*What the task asks:* How many lines in the following material contain the word "below"? Reply with the number alone.
##### Recorded information
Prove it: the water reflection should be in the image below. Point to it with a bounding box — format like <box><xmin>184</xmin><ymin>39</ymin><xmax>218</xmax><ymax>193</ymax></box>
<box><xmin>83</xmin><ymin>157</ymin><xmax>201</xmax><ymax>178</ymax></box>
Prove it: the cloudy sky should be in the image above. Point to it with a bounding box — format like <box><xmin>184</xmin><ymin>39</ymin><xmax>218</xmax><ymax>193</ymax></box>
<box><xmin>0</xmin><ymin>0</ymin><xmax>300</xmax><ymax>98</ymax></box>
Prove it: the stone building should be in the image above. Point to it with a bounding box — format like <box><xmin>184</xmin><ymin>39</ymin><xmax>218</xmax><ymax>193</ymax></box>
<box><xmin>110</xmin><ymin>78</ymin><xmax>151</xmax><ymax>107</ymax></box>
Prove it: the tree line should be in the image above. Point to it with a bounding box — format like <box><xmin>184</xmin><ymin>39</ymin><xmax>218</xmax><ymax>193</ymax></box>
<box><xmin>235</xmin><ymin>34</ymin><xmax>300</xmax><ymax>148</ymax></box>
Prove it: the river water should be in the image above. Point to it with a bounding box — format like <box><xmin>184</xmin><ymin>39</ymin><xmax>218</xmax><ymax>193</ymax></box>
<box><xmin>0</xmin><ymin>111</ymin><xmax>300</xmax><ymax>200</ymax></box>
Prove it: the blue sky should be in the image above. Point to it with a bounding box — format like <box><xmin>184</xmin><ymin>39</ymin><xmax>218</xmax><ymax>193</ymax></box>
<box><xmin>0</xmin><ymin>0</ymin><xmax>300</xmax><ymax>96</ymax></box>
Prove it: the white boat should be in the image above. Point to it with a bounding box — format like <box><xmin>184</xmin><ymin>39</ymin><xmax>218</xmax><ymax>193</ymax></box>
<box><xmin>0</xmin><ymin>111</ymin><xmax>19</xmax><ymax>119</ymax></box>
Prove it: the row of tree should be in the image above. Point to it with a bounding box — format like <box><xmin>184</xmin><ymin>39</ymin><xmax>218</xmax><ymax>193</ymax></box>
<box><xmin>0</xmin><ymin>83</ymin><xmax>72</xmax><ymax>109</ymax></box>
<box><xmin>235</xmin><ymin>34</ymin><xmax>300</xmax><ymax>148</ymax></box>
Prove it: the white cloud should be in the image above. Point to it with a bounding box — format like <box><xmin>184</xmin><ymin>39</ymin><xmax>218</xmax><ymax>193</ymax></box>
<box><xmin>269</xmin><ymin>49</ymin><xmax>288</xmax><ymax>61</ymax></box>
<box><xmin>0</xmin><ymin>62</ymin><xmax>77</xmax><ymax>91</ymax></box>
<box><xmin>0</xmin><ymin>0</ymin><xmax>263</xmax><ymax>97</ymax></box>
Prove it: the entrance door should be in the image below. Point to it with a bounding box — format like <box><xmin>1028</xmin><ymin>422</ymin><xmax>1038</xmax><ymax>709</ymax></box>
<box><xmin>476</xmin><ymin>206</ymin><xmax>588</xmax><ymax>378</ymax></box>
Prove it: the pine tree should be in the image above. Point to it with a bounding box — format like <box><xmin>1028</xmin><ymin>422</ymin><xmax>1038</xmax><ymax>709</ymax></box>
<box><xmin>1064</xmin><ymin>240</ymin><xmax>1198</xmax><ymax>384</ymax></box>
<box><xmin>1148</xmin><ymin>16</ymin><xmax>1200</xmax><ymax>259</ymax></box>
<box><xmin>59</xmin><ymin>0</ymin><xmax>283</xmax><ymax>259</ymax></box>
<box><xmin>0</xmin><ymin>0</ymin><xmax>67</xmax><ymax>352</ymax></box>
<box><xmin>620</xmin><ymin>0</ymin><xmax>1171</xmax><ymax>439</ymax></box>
##########
*Expected answer:* 2